| Exercise requirements |
Revise the data below from its start through the line containing "M95 201L91 210L92", changing "lizard front leg" to "lizard forelimb" and leaving everything else the same. Omit the pictures from your answer.

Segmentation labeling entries
□ □ □ □ □

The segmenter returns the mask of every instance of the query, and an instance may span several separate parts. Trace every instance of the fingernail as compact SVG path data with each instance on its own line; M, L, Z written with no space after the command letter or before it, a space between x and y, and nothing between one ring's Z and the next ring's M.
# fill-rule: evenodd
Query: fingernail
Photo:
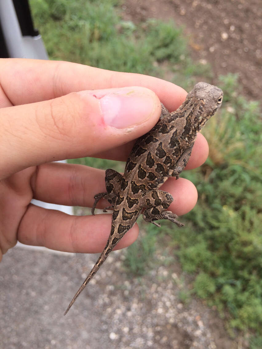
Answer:
M116 128L139 125L153 113L157 100L154 93L143 87L124 87L93 91L99 99L105 123Z

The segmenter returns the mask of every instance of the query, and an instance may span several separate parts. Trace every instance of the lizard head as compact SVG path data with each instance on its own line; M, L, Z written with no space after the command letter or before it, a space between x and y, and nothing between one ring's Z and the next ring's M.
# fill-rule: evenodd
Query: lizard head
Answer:
M223 91L206 82L198 82L188 95L195 103L194 122L199 131L221 105Z

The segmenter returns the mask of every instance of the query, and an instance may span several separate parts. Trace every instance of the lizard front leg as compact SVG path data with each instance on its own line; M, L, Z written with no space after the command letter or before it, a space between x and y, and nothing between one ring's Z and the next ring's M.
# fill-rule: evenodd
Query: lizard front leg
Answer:
M153 223L157 227L160 227L154 221L161 219L167 219L175 223L179 227L184 224L178 220L178 216L171 211L167 211L173 201L172 195L169 193L162 190L151 190L148 192L143 197L141 204L146 209L143 214L143 218L146 222Z
M189 159L192 149L193 146L192 146L187 149L185 151L184 151L180 156L175 165L172 169L173 171L171 176L172 177L176 177L177 179L179 179L179 174L185 167Z
M95 201L91 210L92 215L94 215L95 209L97 202L102 198L106 199L110 203L113 204L111 206L104 208L103 212L106 212L107 209L114 207L117 193L120 190L122 178L122 175L114 170L108 169L106 170L105 181L107 192L100 193L94 197Z

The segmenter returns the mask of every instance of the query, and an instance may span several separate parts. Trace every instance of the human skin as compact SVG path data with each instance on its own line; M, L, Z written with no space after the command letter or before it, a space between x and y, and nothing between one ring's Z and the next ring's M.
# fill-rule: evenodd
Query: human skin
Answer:
M103 249L111 215L77 216L30 203L32 198L92 207L106 191L104 171L51 162L85 156L125 161L135 139L156 124L160 101L169 111L184 100L183 89L156 78L75 63L0 59L0 260L17 240L59 251ZM200 166L208 153L198 134L186 167ZM195 187L184 178L162 186L179 215L195 206ZM101 200L98 207L108 206ZM137 224L118 244L132 244Z

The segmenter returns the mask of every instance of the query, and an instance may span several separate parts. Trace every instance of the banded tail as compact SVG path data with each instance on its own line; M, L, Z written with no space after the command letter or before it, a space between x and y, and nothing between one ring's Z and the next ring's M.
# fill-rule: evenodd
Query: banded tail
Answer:
M112 218L112 223L114 222L114 218ZM70 304L67 307L67 308L65 312L64 315L65 315L68 312L68 310L73 305L75 302L75 301L81 292L86 287L87 284L89 282L93 276L96 274L98 269L103 264L104 261L107 258L108 255L113 250L117 244L123 237L126 232L129 230L130 228L126 227L124 230L121 227L123 228L123 226L121 224L115 224L115 222L114 225L112 224L111 228L111 232L110 234L108 240L107 240L105 247L103 251L100 255L99 258L97 260L96 263L94 265L92 269L92 270L89 273L88 276L82 284L79 289L74 296L74 298L70 302ZM119 233L120 231L121 233Z
M83 291L83 289L86 287L88 282L89 282L94 275L95 275L95 274L96 273L100 267L107 258L109 253L111 252L112 250L112 246L111 246L111 247L109 246L107 248L105 249L105 250L104 250L102 253L100 257L99 257L99 258L97 260L96 263L94 265L94 267L93 267L92 270L89 273L88 276L82 284L78 291L74 296L74 298L70 302L70 304L67 307L66 311L65 312L64 314L64 315L66 315L67 313L68 312L69 309L74 303L76 299L82 291Z

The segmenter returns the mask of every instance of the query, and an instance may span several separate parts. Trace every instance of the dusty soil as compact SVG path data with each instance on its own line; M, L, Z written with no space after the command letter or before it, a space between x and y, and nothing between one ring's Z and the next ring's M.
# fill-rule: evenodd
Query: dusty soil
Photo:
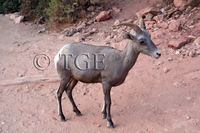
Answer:
M129 2L129 4L126 4ZM122 12L114 18L95 23L88 28L109 31L116 19L134 17L149 1L122 1ZM59 33L42 33L42 27L30 23L14 24L0 15L0 80L1 83L33 75L56 75L53 58L73 37ZM104 45L103 40L83 43ZM165 41L164 41L165 42ZM188 45L188 48L190 45ZM192 47L192 46L191 46ZM83 116L76 116L67 95L63 95L66 122L57 115L56 90L59 82L27 83L0 87L0 132L41 133L198 133L200 132L200 56L182 57L175 51L158 45L161 58L140 55L124 84L111 92L111 114L114 129L106 127L101 108L101 84L78 83L73 96ZM50 57L50 65L40 71L33 65L38 54ZM169 61L169 58L173 59ZM167 69L167 72L164 72Z

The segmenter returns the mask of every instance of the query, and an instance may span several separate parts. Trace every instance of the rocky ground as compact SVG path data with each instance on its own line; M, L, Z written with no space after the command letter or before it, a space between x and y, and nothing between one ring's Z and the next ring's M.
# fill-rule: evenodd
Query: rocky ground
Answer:
M104 21L95 20L103 8L90 7L86 20L64 27L60 33L48 33L43 25L18 23L10 20L11 15L1 15L0 132L199 132L200 7L187 6L181 10L152 1L115 2L106 10L110 16ZM108 129L106 121L101 119L100 84L78 83L75 87L73 96L82 111L81 117L72 112L64 94L67 121L60 122L55 54L71 42L124 49L127 42L124 33L131 29L117 25L138 23L136 12L145 18L147 30L162 56L155 60L141 54L125 83L112 89L112 118L116 128ZM40 54L50 59L47 65L48 60L42 58L44 70L33 65Z

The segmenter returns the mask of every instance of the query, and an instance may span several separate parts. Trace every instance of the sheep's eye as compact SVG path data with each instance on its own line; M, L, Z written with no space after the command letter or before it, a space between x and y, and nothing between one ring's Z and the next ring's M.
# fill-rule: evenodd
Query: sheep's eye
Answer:
M145 42L144 42L144 41L140 41L140 43L141 43L141 44L143 44L143 45L145 44Z

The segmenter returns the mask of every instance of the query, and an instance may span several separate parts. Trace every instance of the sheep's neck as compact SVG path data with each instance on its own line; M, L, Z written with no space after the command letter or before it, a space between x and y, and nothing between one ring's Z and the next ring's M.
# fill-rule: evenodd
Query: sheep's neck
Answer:
M127 72L134 66L137 57L140 54L140 52L137 52L133 45L133 42L129 41L126 48L122 51L122 56L124 59L123 68L125 68Z

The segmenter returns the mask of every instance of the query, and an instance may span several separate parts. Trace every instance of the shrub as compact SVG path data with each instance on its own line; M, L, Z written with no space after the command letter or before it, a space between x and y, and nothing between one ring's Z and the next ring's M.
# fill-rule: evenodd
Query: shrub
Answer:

□ □ □ □ □

| Result of the task |
The segmenter returns the mask of every instance of the query, and an instance may span several separate parts. Trace every instance of the fingernail as compact SVG path data with each instance on its own line; M, L, Z written with no space after the command letter or before it, a space between x and y, and nothing between one ring's Z and the next ring's M.
# fill-rule: evenodd
Query: fingernail
Photo:
Answer:
M116 128L139 125L153 113L157 100L154 93L143 87L124 87L93 91L99 99L105 123Z

The segmenter returns the mask of every instance of the query, and an instance may span several separate parts. Trace every instance of the lizard head as compact SVG path data with each instance on its own line; M, L, Z written with no space after the command letter or before it, a space between x and y, and nothing between one ring's Z and the next ring's M.
# fill-rule: evenodd
Query: lizard head
Answer:
M223 91L206 82L198 82L188 95L195 103L194 122L199 131L221 105Z

The segmenter returns the mask of every instance of the query, and an instance may span several separate parts. Trace every instance of the lizard forelimb as compact SVG path data with each instance on its own line; M, L, Z written with no space after the command letter or before it, a space between x and y, and nothing between one ring's Z and the next ring's M.
# fill-rule: evenodd
Query: lizard forelimb
Answer:
M153 223L157 227L160 227L154 221L161 219L167 219L175 223L179 227L184 224L178 220L178 216L171 211L167 211L173 201L172 195L169 193L162 190L151 190L148 192L143 197L141 204L146 209L143 214L143 218L146 222Z
M189 159L192 149L193 146L192 146L187 149L185 151L184 151L180 156L175 165L172 169L173 171L171 176L172 177L176 177L177 179L179 179L179 174L185 167Z
M95 201L91 210L92 215L94 215L95 209L97 202L102 198L106 199L110 203L113 204L111 206L104 208L103 212L106 212L107 209L114 207L117 193L120 190L122 178L122 175L114 170L108 169L106 170L105 181L107 192L100 193L94 197Z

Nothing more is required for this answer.